• _GIVEN TASK A_
Echo word for word the lines of the entries below, from the line containing "For the benchmark, mark every instance of the man's hand" through the final line of the entries, inclusive.

• _GIVEN PASSAGE_
+---+
If for some reason you are not able to connect to the SingleStore DB, you can reset your password by going to the Access tab and clicking Reset.

Task 3. Creating Schema and interacting with SingleStore

In this section you will build the Table Schemas.

Use the following DDL to create a new database named nyc_taxi.

  1. At the mysql> prompt, run:
source create_nyctaxi_tables.ddl; use nyc_taxi; show tables;

You should see similar results:

Database changed +--------------------+ | Tables_in_nyc_taxi | +--------------------+ | avgcost | | avgdist | | avgriders | | avgridetime | | avgwait_driver | | avgwait_passenger | | drivers | | nab_nyctaxi_scored | | neighborhoods | | trips | | triptotals | | triptotalsc | +--------------------+ 12 rows in set (0.05 sec)

You have created the Schema and the Database tables are listed.

  1. Run the following command:
select * from avgcost limit 5;

The output of this query is "Empty set" or "0", this is because you have only created the Schema and the Table is empty.

Pause here for a second. You've successfully created the SingleStore Database and connected to it. The Schema is set up but there is no data yet.

If you have extra time, feel free to poke around and explore SingleStore!

Task 4. Check out the data in lab (Optional)

In today's lab, you use the NYC Taxi data, this data can be found in BigQuery's public datasets or on the NYC Open Data website.

This data has been put in a Cloud Storage bucket for you ahead of time, so there is no need for you to download/import this into Google Cloud. You can explore the data if you so wish.

The NYC Open Data website provides free datasets related to New York City, including taxi, education, police data and more.
+---+
• _SOURCE RECORDS_
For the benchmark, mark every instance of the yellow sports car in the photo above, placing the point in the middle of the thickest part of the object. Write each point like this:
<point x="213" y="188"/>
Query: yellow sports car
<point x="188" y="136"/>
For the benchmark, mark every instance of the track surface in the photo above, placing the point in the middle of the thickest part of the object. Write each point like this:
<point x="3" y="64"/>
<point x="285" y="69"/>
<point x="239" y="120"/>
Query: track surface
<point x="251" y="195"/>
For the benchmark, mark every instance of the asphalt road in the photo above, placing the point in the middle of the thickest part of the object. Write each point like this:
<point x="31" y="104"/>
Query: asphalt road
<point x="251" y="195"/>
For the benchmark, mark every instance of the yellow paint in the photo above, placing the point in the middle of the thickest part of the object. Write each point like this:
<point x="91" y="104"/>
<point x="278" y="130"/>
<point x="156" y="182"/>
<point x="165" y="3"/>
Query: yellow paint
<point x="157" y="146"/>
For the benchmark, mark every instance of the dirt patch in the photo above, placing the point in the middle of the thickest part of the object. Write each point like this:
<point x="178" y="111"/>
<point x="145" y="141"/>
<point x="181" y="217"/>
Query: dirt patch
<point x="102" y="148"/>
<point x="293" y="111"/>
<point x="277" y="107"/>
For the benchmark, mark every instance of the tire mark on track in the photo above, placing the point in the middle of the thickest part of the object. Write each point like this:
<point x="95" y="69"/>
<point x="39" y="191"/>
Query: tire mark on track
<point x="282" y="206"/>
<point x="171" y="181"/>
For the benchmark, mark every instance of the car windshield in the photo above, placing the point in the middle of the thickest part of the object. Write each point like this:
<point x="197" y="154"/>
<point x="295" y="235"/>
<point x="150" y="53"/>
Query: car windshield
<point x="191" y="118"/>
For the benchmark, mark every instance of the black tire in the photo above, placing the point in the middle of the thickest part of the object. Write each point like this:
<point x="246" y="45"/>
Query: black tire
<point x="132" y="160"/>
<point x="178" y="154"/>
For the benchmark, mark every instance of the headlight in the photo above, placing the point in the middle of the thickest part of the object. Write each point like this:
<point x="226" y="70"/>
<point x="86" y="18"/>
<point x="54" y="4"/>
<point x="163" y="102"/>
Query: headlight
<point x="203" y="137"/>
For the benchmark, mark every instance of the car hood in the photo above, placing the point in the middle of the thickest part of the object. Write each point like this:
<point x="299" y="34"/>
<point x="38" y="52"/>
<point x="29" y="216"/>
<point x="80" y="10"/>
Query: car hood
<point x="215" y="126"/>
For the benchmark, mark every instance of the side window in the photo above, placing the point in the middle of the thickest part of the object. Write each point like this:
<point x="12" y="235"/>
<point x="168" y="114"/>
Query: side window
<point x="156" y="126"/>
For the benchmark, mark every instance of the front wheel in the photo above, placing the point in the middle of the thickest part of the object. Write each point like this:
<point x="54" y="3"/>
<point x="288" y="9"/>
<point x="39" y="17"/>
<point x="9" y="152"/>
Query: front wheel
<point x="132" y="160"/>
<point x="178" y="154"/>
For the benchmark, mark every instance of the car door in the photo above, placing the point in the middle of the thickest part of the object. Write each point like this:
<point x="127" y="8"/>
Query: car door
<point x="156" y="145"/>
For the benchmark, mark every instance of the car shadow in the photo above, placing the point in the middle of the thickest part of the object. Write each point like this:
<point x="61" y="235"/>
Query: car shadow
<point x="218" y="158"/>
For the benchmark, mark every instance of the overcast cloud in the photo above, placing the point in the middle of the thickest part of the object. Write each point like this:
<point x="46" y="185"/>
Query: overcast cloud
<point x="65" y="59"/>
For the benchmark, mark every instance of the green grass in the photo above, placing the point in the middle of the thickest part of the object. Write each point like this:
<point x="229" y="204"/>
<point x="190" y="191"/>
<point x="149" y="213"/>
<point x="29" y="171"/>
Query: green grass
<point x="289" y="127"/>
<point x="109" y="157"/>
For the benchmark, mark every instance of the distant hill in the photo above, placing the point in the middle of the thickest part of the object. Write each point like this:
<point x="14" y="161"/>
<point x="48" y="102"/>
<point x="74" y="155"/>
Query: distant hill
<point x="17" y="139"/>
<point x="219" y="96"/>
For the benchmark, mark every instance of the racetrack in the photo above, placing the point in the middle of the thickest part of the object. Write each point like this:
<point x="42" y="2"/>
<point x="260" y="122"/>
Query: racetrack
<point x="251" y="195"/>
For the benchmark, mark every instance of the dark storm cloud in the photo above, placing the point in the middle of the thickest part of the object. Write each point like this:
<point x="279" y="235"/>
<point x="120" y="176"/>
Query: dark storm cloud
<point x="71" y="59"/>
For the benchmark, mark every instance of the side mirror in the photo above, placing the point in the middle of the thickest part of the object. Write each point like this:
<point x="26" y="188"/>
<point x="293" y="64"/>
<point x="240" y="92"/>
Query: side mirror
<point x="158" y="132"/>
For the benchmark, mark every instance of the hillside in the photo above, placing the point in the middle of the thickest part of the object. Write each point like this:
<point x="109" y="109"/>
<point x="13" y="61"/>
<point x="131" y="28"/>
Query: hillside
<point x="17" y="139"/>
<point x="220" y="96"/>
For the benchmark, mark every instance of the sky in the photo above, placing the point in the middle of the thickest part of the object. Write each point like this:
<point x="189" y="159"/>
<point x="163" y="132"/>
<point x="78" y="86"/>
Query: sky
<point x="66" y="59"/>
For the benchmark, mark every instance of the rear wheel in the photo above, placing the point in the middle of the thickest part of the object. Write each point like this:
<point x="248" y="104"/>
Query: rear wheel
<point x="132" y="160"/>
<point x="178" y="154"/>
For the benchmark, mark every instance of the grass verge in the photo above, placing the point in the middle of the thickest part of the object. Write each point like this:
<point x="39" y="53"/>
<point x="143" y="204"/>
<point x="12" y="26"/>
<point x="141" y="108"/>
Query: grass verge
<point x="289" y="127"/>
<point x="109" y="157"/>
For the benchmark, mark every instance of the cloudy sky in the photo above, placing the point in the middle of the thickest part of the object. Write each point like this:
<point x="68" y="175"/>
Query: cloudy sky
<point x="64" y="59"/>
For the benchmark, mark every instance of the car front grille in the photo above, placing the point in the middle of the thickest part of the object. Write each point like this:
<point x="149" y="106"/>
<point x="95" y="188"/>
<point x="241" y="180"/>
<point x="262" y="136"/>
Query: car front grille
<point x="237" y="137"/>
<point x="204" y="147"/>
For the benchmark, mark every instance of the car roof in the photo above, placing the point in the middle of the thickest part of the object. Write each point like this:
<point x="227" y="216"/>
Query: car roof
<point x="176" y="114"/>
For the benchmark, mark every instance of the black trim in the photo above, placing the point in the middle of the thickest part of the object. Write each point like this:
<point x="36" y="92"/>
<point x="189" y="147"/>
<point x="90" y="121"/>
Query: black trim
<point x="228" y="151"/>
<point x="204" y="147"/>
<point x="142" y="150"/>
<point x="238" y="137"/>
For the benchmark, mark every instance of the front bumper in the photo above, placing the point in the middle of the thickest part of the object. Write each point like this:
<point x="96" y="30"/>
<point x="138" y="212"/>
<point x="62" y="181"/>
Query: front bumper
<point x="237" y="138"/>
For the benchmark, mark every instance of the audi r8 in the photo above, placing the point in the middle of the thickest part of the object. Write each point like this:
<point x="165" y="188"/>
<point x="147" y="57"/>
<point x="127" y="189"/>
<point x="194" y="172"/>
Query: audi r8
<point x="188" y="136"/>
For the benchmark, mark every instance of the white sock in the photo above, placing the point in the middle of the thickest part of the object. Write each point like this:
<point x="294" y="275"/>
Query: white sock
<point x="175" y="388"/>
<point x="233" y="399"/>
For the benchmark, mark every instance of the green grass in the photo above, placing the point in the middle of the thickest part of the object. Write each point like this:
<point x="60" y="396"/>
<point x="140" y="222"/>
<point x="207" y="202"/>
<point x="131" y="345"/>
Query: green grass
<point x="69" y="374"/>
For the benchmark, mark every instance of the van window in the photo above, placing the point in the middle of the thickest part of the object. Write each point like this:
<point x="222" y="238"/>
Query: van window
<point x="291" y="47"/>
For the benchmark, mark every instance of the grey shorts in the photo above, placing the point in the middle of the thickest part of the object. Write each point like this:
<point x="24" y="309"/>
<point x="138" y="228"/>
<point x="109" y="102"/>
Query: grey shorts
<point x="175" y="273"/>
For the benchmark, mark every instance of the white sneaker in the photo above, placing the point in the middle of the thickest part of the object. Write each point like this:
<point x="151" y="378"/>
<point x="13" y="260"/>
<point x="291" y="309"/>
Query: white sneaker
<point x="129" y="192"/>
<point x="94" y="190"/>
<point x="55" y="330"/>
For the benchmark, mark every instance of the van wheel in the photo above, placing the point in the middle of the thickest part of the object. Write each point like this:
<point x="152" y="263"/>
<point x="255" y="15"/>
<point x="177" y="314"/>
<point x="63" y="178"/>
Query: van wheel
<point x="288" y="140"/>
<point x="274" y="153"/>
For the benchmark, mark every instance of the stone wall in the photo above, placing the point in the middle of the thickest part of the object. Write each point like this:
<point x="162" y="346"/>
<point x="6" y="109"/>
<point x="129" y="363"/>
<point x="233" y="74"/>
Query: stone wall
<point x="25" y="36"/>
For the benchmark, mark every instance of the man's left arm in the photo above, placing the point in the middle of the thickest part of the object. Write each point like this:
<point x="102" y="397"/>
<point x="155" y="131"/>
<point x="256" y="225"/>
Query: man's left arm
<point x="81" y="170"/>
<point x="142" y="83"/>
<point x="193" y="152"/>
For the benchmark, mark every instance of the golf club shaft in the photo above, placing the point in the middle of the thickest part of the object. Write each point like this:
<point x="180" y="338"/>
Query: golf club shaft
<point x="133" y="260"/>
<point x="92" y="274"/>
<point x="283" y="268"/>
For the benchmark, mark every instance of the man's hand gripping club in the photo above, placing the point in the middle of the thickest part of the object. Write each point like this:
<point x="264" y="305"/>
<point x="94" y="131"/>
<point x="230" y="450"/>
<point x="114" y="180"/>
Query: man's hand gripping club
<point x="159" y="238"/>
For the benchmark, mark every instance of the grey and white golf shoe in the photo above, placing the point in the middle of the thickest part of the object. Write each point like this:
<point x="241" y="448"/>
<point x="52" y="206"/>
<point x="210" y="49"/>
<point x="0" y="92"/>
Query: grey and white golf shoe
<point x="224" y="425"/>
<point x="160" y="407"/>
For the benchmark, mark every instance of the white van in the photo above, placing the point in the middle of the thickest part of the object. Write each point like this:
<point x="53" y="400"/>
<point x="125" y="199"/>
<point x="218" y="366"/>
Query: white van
+---+
• _GIVEN TASK B_
Duplicate the part of the SingleStore lab instructions above between "1. Run the following" and "Open Data website.", inclusive, keeping every word and character unchanged.

• _FULL OUTPUT A_
For the benchmark, mark every instance of the man's hand gripping club in the photo above, placing the point in the middle of the thickest part of the object. Write each point like this:
<point x="264" y="305"/>
<point x="94" y="131"/>
<point x="230" y="450"/>
<point x="114" y="180"/>
Query: man's hand gripping club
<point x="159" y="238"/>
For the benchmark, mark every instance of the grey and white golf shoe in the photo above, placing the point in the middle of the thickest part of the object. Write each point like this:
<point x="241" y="448"/>
<point x="52" y="206"/>
<point x="210" y="49"/>
<point x="0" y="92"/>
Query: grey and white golf shoe
<point x="224" y="425"/>
<point x="160" y="407"/>
For the benchmark, mark every instance of the white van in the photo above, placing the point in the middle of the thickest part of the object. Write each point like this:
<point x="53" y="400"/>
<point x="125" y="199"/>
<point x="218" y="366"/>
Query: white van

• _FULL OUTPUT B_
1. Run the following command:
select * from avgcost limit 5;

The output of this query is "Empty set" or "0", this is because you have only created the Schema and the Table is empty.

Pause here for a second. You've successfully created the SingleStore Database and connected to it. The Schema is set up but there is no data yet.

If you have extra time, feel free to poke around and explore SingleStore!

Task 4. Check out the data in lab (Optional)

In today's lab, you use the NYC Taxi data, this data can be found in BigQuery's public datasets or on the NYC Open Data website.